====== Extracted data
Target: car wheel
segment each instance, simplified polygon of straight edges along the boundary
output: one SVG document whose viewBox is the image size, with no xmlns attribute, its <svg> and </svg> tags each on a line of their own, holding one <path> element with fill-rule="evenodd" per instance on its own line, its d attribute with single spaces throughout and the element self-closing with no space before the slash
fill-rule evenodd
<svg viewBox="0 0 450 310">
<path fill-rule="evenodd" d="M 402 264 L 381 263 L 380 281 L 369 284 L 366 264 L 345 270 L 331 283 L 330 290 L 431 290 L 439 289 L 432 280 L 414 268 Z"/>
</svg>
============
• _What to produce_:
Collect every line of the records that contains the string "rule", and copy each one in full.

• _Answer to this task_:
output: one SVG document whose viewBox is the image size, with no xmlns attribute, its <svg> and </svg> tags each on a line of their own, holding one <path> element with fill-rule="evenodd" per instance on its own line, its d attribute with single spaces throughout and the element self-closing with no space before the slash
fill-rule evenodd
<path fill-rule="evenodd" d="M 402 264 L 381 263 L 380 281 L 369 284 L 366 264 L 345 270 L 331 283 L 330 290 L 431 290 L 439 289 L 432 280 L 414 268 Z"/>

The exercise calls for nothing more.